» EXERCISE DESCRIPTION
Set down the full listing exactly, character for character.

» RECORDS SHOWN
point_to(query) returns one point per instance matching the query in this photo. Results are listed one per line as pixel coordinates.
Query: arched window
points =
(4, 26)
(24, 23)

» OUTPUT FOR THIS TASK
point_to(query) returns one point per instance matching the query in this photo. Results are listed one per line as pixel coordinates.
Query: arched window
points =
(4, 26)
(24, 23)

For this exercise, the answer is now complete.